### WHAT TO WORK ON
Your reply should be the records below, duplicated exactly, with any picture removed.

BEGIN

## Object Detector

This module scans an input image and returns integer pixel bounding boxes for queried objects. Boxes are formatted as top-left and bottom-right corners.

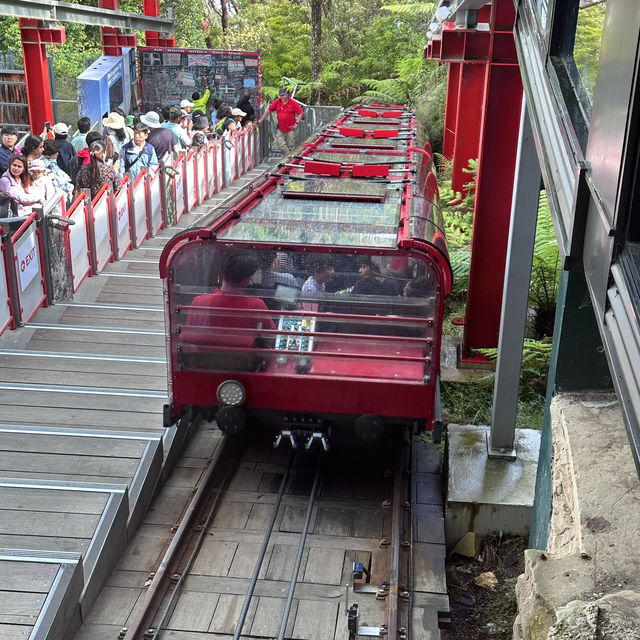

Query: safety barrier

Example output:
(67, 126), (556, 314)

(0, 123), (263, 337)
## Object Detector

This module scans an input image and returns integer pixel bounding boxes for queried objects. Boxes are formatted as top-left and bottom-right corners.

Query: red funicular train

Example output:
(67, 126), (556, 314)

(160, 105), (451, 447)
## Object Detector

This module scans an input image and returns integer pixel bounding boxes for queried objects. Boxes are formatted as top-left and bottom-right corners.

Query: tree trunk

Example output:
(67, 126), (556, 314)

(221, 0), (229, 33)
(310, 0), (322, 104)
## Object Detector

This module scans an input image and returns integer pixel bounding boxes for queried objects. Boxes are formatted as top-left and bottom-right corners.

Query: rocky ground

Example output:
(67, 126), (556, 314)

(441, 533), (527, 640)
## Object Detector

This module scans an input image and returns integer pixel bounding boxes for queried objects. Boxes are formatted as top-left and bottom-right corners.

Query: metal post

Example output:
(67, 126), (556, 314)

END

### RESULT OF THE TASK
## Object Detector

This module scans an input image and returns integer pixel bounding boxes for queried objects. Boxes are formatted as top-left and bottom-right corners.


Query: safety barrier

Example output:
(67, 126), (556, 314)

(0, 123), (263, 337)
## Object Detector

This module scans an input image and returns integer pixel bounding boxes for queried objects. Boxes are formatted as top-left and bottom-right corners.

Query: red funicular train

Example output:
(67, 126), (556, 314)

(160, 105), (451, 447)
## Object Detector

This module scans an input image and returns integer pixel bounding boxes for queried objects. Boxes are formatted as top-left and bottom-right corners.

Query: tree trunk

Example output:
(67, 126), (556, 314)

(221, 0), (229, 33)
(310, 0), (322, 104)
## Object Detector

This module scans an input image and returns integer pixel bounding boxes for queried objects. Boxes are formatted as top-left and bottom-right corners.

Query: rocky ground

Example output:
(67, 126), (556, 314)

(441, 533), (527, 640)
## Object Detector

This module scans an input image and returns integer pixel bounding boxes for queried objects. Boxes are formatted as top-left and bottom-right corners.

Query: metal post

Example output:
(67, 126), (556, 314)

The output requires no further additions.